◆ Work to complete ◆
1. In the text on cholangiocarcinoma, turn the paragraph beginning "Despite the advances in the diagnosis" into a short bulleted list that keeps its main facts.
2. Carry on the text on cholangiocarcinoma from its last sentence.

◆ Selected text ◆
Cholangiocarcinoma (CCA), a malignant tumor that arises from the bile duct epithelium, is the second most prevalent type of liver cancer, following hepatocellular carcinoma (HCC). Anatomically, CCA can be categorized into the following three groups: perihilar, intrahepatic, and extrahepatic [1]. Perihilar CCA (or Klatskin tumor) is the most prevalent type, comprising 50–60% of CCA, followed by extrahepatic CCA (20–30%) and intrahepatic CCA (10–20%) [1,2]. Perihilar CCA is a tumor that grows between the second branch of the intrahepatic duct and the cystic duct [3]. Extrahepatic CCA originates from the bile duct between the ampulla of Vater and the cystic duct [4]. Intrahepatic CCA arises from the tiny bile ducts distal to the secondary branches of the intrahepatic ducts [5].
The incidence of CCA is less than 6 cases per 100,000 people globally [6], yet the regional differences are significant. In several Asian nations (South Korea, Thailand, and China), the incidence of CCA is substantially greater (>6 cases per 100,000 people) compared to the Western countries (0.35–2 cases per 100,000 people) [6]. During the past few decades, the incidence of CCA has grown in many countries. [7,8]. The intrahepatic CCA has especially increased in incidence by 350%, while the extrahepatic CCA has increased by 20%. [2]. The established risk factors for CCA include primary sclerosing cholangitis, parasite infection, biliary-duct cysts, and hepatolithiasis. Less-established risk factors include inflammatory bowel disease, chronic liver disease (cirrhosis, chronic hepatitis B and C), obesity, diabetes, alcohol, smoking, and genetic polymorphisms [6,9].
Despite the advances in the diagnosis and treatment of CCA, the survival rates remain poor. Population-based research in the United States revealed that the median overall survival for extrahepatic and intrahepatic CCA was 8 and 4 months, respectively, between 1973 and 2008 [2]. In accordance with these results, nationwide research in Thailand from 2009 to 2013 revealed a high, constant 1-year mortality rate of 81.7% [10]. CCA is considered a highly fatal malignancy for the following reasons: (i) biological aggressiveness; (ii) locally advanced state at presentation; (iii) a high recurrence rate following therapy.

2. Clinical Presentation

2.1. Signs and Symptoms

Jaundice, dark urine, clay-colored stool, and pruritus can occur when extrahepatic CCA obstructs the bile duct. Patients with CCAs involving only the intrahepatic ducts rarely develop jaundice but may experience right upper quadrant abdominal pain (dull, continuous), malaise, night sweats, weight loss, or cachexia [11]. In some cases, CCA is discovered incidentally during workup for abnormal liver blood tests, even in asymptomatic patients [12].

◆ Entries shown ◆
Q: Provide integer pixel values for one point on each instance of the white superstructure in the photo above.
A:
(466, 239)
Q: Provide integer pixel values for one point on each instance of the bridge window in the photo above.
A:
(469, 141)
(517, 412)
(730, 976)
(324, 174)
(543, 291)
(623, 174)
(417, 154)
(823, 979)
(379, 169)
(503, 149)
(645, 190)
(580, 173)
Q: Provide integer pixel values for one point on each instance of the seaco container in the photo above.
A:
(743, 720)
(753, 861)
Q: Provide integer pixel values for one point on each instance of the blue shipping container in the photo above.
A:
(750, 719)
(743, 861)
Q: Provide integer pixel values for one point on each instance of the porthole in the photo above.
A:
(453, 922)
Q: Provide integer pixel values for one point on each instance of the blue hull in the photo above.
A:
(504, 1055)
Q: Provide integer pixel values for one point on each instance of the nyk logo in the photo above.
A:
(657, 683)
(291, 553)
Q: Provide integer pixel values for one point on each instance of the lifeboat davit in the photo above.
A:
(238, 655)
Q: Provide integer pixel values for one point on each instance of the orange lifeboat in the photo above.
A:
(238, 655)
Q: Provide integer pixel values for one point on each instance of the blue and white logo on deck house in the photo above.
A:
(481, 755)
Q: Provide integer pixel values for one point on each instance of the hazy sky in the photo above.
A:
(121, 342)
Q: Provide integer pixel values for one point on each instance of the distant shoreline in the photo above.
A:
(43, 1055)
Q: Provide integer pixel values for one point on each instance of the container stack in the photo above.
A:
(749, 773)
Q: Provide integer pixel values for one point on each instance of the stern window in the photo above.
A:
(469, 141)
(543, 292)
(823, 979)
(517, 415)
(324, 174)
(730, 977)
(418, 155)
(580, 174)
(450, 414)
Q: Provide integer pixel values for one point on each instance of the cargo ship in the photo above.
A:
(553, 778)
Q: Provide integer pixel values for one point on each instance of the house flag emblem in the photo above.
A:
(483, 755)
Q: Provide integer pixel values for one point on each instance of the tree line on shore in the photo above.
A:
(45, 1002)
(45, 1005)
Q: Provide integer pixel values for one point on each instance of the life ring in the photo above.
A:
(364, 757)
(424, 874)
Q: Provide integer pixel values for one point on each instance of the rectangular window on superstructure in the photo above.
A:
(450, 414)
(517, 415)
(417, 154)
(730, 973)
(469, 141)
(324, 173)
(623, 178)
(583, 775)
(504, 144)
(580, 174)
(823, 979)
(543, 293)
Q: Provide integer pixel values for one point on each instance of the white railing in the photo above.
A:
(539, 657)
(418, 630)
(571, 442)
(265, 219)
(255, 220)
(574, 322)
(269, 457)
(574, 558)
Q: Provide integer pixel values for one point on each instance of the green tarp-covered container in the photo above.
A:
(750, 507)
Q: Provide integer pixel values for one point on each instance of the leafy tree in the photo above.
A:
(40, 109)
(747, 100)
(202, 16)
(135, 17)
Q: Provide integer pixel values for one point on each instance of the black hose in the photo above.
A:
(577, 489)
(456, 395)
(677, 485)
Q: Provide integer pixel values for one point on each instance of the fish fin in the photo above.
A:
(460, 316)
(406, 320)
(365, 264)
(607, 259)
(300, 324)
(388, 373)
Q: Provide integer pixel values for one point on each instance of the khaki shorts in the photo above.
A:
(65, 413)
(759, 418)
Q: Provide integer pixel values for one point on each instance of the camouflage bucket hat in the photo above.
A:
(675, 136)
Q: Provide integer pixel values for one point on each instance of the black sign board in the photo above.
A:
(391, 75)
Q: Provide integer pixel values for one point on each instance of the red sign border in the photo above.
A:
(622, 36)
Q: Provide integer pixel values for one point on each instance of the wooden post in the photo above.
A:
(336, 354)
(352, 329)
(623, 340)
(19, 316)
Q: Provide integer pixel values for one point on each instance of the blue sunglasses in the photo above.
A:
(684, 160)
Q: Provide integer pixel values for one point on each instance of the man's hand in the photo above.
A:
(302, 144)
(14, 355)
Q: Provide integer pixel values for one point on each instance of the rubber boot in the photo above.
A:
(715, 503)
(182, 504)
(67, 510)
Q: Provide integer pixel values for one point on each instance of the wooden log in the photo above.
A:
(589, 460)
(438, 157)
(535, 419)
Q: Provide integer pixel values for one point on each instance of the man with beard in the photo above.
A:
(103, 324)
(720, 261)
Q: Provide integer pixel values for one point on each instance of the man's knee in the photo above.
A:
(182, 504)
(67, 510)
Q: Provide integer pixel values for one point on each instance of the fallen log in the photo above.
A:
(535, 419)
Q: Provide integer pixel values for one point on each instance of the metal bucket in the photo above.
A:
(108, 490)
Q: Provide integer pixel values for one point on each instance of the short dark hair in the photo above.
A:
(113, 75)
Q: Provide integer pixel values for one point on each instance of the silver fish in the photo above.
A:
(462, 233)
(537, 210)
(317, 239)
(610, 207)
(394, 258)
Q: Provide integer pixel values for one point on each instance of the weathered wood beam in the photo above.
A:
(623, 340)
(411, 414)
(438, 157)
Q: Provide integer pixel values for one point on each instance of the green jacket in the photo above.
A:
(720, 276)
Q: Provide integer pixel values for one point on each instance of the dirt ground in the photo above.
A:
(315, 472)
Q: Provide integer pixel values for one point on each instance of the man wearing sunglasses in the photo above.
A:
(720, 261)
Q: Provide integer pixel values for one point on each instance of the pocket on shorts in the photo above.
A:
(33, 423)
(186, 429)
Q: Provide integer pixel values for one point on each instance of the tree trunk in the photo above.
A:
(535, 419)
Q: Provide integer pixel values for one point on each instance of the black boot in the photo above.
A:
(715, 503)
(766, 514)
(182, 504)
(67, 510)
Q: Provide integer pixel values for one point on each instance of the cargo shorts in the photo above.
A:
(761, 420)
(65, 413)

◆ Expected outputs ◆
1.
- Survival in CCA remains poor despite advances in diagnosis and treatment.
- In US population-based research covering 1973–2008, median overall survival was 8 months for extrahepatic CCA and 4 months for intrahepatic CCA.
- In nationwide research in Thailand covering 2009–2013, the 1-year mortality rate was a high, constant 81.7%.
- CCA is highly fatal because of its biological aggressiveness, its locally advanced state at presentation, and its high recurrence rate after therapy.

2.
2.2. Physical Examination

Physical examination findings in patients with extrahepatic CCA include jaundice, hepatomegaly, and palpable mass in the right upper quadrant area [13]. In contrast, patients with intrahepatic CCA usually have no symptoms other than right upper quadrant tenderness. The Courvoisier sign (a palpable gallbladder in a jaundiced patient) is considered a sign of pancreaticobiliary malignancy. These findings, however, are limited because they can also be observed in other diseases, such as chronic pancreatitis, biliary obstruction, and choledochal cyst [14]. Patients with CCA may have rare cutaneous manifestations of paraneoplastic syndromes such as Sweet syndrome [15], erythema multiforme [16], or porphyria cutanea tarda [17].

3. Laboratory Findings

Total and direct bilirubin, gamma-glutamyltransferase (GGT), alkaline phosphatase (ALP), and serum transaminase (aspartate aminotransferase [AST] and alanine aminotransferase [ALT]) should be checked on all patients with suspected CCA to identify the presence of cholestasis. Total bilirubin (generally exceeding 10 mg/dL), direct bilirubin, ALP, and GGT are typically elevated in patients with extrahepatic CCA (usually increased 2- to 10-fold). Initially, AST and ALT levels may be normal, but hepatocellular damage caused by persistent cholestasis leads to an increase in transaminases and a prolonged prothrombin time. Patients with intrahepatic CCA usually have abnormal ALP values, but serum bilirubin levels are typically mildly raised or normal [13].
The key blood biomarkers for the diagnosis of CCA are carbohydrate antigen 19-9 (CA 19-9) and carcinoembryonic antigen (CEA). However, its weakness as a diagnostic marker lies in the limited sensitivity for detecting early-stage CCA and the possibility that it could be raised in benign diseases. Alpha-fetoprotein (AFP) can be used to differentiate intrahepatic CCA from hepatocellular carcinoma (HCC).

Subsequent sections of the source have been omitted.